-- Begin --

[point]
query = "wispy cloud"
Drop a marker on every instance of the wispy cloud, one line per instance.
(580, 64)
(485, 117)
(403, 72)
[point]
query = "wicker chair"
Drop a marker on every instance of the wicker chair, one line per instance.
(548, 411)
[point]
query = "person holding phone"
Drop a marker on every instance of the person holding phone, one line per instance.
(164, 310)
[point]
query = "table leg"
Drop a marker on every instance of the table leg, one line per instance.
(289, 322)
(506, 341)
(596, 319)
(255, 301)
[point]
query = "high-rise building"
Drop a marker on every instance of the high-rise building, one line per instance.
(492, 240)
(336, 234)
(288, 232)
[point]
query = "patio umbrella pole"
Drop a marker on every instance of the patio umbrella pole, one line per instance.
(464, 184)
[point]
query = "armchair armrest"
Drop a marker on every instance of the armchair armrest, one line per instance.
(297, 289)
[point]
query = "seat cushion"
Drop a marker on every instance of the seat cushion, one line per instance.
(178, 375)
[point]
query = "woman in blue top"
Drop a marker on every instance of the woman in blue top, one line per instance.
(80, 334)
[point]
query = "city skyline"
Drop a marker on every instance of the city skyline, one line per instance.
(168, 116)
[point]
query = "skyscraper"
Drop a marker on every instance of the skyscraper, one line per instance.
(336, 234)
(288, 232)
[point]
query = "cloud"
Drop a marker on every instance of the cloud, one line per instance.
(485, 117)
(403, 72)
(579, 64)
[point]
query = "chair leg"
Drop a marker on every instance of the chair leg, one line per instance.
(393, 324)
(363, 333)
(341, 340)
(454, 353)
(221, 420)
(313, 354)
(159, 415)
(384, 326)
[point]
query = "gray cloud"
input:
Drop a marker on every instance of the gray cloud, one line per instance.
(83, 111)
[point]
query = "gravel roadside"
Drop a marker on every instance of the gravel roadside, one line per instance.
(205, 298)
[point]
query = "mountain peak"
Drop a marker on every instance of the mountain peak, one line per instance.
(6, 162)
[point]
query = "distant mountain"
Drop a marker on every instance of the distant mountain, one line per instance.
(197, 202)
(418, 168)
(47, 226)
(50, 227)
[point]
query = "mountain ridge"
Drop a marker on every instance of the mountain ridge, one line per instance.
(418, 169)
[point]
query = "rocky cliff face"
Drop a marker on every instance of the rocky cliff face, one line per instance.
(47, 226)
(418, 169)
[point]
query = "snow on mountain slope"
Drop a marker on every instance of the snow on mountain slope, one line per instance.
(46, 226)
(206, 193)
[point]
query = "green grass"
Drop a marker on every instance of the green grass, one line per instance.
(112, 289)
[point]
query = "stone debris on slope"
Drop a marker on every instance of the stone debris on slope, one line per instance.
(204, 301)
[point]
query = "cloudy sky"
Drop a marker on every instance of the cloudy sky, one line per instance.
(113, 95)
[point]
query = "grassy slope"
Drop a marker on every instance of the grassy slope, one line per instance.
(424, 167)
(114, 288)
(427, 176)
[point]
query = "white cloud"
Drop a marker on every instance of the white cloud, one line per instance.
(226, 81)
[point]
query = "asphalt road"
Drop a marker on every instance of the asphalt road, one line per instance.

-- End --

--- SET EXERCISE ---
Without omitting anything, output the entries exactly.

--- THE RESPONSE ---
[point]
query = "wispy cloud"
Drop a marker on every instance of the wispy cloud, one line per instance.
(580, 64)
(485, 117)
(403, 72)
[point]
query = "wicker chair"
Drop a marker on every instance of the wicker chair, one line per instance.
(548, 411)
[point]
query = "person holding phone"
Drop a marker on every instance of the person holding phone, one line per instance.
(164, 310)
[point]
query = "table leg"
Drop a marker on every instance of the table leg, one line per instance.
(289, 322)
(506, 341)
(596, 319)
(255, 301)
[point]
query = "high-rise building"
Drop a marker on every instance of the high-rise building, one line per instance.
(492, 240)
(336, 234)
(288, 232)
[point]
query = "patio umbrella pole"
Drop a marker on every instance of the patio umbrella pole, one line per instance.
(464, 184)
[point]
query = "armchair armrest"
Drop a marker on every instance of the armchair armrest, one line per instance.
(297, 289)
[point]
query = "seat cushion"
Drop a marker on every instance of the seat cushion, one line per instance.
(178, 375)
[point]
query = "woman in blue top"
Drop a marker on every instance of the woman in blue top, one line per instance.
(80, 334)
[point]
query = "city skyline"
Drop a marker on every instance of the city skyline, one line per instance.
(168, 116)
[point]
query = "skyscraper"
Drop a marker on every instance of the skyscraper, one line per instance.
(336, 234)
(288, 232)
[point]
query = "cloud"
Drop a marker on every instance of the cloud, one line per instance.
(485, 117)
(403, 72)
(579, 64)
[point]
query = "chair leg"
Drop a marker on every instance of the chair leg, one line per instance.
(393, 324)
(363, 333)
(341, 340)
(454, 353)
(221, 420)
(313, 354)
(159, 415)
(384, 326)
[point]
query = "gray cloud"
input:
Drop a marker on every instance of the gray cloud, one line per instance.
(83, 111)
[point]
query = "gravel roadside"
Drop a marker on every instance of the gravel roadside, one line per instance.
(205, 298)
[point]
query = "mountain peak"
Drop a marker on every instance of the mountain peak, one line per instance.
(6, 162)
[point]
query = "distant mountain"
Drop a marker on every instance of the distant mountain, one line per instance.
(197, 202)
(418, 168)
(47, 226)
(50, 227)
[point]
query = "mountain ridge"
Drop a marker on every instance of the mountain ridge, one line per instance.
(418, 169)
[point]
query = "rocky cliff face"
Drop a marker on every instance of the rocky cliff face, one line per instance.
(47, 226)
(418, 169)
[point]
query = "snow on mountain slope"
Drop a marker on every instance of the snow on mountain slope, one line per instance.
(46, 226)
(206, 193)
[point]
query = "green grass"
Drop a marker on every instance of the green grass, one line per instance.
(112, 289)
[point]
query = "stone debris on slope"
Drop a marker on every instance of the stone debris on slope, one line per instance.
(204, 301)
[point]
query = "cloudy sky"
Drop a marker on every instance of the cloudy sky, one line per instance.
(113, 95)
[point]
query = "grassy slope"
Drop a marker on every instance of the grassy slope, one line per instance.
(424, 167)
(114, 288)
(427, 176)
[point]
query = "white cloud"
Drop a marker on every instance of the white cloud, one line per instance.
(226, 81)
[point]
query = "asphalt road"
Drop a marker on every instance of the asphalt road, one line per instance.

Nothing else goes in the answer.